## SHORT EXERCISE
Pull out every line in the records below that contains the word "boulder" and copy each such line in full. Matches must have the same capitalization.
──────── GIVEN ENTRIES
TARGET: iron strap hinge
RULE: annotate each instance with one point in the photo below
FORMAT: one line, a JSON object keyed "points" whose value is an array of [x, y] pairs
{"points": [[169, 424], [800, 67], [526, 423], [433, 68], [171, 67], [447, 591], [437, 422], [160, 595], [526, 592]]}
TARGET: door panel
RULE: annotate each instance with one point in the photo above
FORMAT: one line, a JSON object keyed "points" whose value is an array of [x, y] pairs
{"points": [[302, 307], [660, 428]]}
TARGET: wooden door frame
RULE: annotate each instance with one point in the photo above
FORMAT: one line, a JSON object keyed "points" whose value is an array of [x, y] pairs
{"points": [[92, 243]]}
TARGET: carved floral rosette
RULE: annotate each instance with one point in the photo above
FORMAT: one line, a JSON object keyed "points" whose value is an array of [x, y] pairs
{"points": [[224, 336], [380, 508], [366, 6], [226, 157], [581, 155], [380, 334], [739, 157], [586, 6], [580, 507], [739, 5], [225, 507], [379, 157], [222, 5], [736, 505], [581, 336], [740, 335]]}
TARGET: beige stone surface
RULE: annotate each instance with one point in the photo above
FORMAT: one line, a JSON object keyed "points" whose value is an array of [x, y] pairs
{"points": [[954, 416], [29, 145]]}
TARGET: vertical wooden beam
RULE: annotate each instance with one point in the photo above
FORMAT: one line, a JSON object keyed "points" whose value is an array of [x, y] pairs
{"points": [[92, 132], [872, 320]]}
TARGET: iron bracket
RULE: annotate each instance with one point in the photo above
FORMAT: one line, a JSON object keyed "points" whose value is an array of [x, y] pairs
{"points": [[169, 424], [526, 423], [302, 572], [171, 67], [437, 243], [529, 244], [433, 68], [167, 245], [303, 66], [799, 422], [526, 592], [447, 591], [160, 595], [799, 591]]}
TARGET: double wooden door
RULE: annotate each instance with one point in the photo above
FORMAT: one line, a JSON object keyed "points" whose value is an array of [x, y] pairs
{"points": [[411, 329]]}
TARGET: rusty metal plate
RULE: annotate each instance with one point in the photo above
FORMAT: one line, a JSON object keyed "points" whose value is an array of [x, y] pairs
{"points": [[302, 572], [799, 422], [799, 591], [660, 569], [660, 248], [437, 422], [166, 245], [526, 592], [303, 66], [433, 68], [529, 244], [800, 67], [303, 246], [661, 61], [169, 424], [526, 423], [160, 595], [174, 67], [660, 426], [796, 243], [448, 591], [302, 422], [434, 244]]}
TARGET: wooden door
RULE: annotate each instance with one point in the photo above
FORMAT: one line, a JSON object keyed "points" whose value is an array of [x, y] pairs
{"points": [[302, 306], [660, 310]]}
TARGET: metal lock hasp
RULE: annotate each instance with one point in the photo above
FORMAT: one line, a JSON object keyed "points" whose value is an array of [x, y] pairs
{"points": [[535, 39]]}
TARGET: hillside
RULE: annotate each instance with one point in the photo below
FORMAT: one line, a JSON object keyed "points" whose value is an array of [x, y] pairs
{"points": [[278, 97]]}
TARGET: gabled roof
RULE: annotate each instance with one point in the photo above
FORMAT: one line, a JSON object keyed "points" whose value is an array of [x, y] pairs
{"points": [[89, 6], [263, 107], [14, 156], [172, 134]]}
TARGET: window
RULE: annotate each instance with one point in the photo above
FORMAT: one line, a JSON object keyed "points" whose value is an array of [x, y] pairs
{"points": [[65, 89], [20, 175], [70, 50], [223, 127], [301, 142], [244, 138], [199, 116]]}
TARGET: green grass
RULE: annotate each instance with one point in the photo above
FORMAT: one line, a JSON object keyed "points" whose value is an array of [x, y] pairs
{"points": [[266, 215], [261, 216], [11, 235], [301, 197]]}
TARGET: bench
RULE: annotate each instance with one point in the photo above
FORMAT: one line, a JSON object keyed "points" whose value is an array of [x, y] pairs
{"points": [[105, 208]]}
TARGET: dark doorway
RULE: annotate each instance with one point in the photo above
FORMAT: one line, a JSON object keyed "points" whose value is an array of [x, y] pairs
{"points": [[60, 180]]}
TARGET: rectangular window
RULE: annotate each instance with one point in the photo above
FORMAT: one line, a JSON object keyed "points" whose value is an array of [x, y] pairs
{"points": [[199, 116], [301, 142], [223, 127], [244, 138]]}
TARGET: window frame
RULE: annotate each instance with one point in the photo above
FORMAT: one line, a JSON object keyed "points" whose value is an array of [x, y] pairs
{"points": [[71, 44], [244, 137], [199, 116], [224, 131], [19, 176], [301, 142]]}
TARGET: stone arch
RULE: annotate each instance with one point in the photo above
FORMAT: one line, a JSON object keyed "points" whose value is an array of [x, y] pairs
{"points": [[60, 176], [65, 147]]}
────────────────
──────── GIVEN ENTRIES
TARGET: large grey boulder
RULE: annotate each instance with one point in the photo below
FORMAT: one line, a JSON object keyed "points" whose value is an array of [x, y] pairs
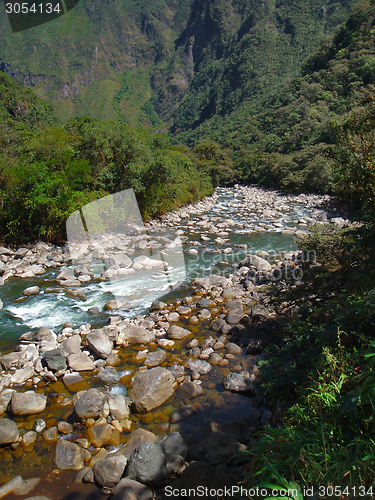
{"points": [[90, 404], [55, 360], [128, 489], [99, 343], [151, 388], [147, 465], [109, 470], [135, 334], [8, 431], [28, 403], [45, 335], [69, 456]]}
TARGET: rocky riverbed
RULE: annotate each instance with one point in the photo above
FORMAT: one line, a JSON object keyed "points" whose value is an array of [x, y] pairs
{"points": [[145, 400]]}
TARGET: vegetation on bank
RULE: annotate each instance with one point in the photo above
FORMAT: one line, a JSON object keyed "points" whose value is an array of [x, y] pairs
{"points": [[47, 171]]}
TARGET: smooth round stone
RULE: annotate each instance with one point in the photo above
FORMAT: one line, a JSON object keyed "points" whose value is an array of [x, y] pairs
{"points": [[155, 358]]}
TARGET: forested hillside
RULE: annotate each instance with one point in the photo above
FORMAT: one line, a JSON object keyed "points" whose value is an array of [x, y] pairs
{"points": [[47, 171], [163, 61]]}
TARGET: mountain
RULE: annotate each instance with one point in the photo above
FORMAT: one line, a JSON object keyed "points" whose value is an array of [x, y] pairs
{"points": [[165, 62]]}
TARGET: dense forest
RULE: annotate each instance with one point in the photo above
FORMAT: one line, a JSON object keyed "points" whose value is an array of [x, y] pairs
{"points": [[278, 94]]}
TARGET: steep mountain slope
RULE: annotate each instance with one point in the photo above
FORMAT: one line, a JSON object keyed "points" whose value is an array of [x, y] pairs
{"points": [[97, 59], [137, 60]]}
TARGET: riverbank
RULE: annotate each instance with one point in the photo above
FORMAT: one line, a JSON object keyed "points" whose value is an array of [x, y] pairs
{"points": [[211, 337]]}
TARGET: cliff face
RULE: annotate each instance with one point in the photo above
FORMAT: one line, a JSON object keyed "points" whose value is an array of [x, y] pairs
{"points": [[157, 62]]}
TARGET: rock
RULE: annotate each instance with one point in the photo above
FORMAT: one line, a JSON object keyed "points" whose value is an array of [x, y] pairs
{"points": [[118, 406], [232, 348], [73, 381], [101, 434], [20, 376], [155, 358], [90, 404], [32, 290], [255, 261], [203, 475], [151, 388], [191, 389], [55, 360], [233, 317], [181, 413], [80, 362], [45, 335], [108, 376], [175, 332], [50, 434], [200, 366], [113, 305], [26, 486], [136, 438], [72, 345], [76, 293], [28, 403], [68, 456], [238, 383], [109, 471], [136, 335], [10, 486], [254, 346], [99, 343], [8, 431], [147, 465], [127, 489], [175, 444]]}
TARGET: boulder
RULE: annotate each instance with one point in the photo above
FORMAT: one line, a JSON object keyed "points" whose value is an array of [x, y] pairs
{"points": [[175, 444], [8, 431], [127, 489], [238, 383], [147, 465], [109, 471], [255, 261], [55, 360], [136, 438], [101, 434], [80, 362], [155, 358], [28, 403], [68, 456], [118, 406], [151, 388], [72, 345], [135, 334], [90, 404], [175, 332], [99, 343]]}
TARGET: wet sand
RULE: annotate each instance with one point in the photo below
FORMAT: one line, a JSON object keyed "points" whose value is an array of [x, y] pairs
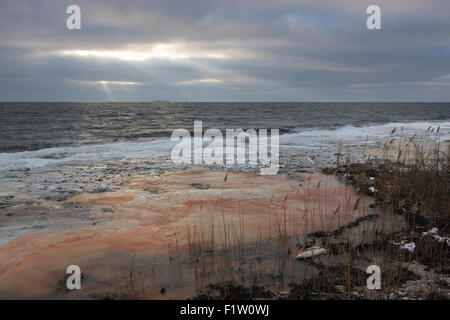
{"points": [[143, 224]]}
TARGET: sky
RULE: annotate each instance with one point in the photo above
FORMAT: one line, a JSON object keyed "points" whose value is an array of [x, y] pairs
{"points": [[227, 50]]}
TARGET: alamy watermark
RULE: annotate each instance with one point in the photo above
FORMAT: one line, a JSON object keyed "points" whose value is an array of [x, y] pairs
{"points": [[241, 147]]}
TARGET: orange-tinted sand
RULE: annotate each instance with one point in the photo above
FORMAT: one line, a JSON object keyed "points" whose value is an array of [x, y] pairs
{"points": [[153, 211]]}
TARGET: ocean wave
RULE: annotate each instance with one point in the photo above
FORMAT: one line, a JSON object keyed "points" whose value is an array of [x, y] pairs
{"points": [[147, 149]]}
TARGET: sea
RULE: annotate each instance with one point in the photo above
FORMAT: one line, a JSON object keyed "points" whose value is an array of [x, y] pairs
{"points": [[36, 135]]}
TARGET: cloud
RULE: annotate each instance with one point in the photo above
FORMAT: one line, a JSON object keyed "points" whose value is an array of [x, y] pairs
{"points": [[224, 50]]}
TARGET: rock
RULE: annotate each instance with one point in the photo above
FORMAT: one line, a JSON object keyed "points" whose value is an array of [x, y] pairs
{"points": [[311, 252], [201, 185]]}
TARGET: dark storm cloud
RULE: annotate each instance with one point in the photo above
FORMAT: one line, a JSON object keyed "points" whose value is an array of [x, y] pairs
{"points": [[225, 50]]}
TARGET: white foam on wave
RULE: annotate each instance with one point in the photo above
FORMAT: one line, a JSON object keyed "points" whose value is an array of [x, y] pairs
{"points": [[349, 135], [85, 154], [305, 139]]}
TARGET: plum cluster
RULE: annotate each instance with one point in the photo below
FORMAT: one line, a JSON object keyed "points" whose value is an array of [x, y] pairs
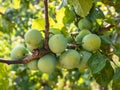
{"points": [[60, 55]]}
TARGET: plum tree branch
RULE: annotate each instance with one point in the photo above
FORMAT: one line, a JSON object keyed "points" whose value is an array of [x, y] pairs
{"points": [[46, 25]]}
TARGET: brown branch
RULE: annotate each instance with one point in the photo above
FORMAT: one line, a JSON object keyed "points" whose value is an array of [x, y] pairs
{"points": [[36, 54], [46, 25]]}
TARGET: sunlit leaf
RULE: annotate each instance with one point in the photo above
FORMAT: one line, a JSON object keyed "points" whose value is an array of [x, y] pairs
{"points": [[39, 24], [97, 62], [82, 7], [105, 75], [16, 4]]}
────────────────
## OUTPUT BELOW
TARGET: large grey boulder
TARGET: boulder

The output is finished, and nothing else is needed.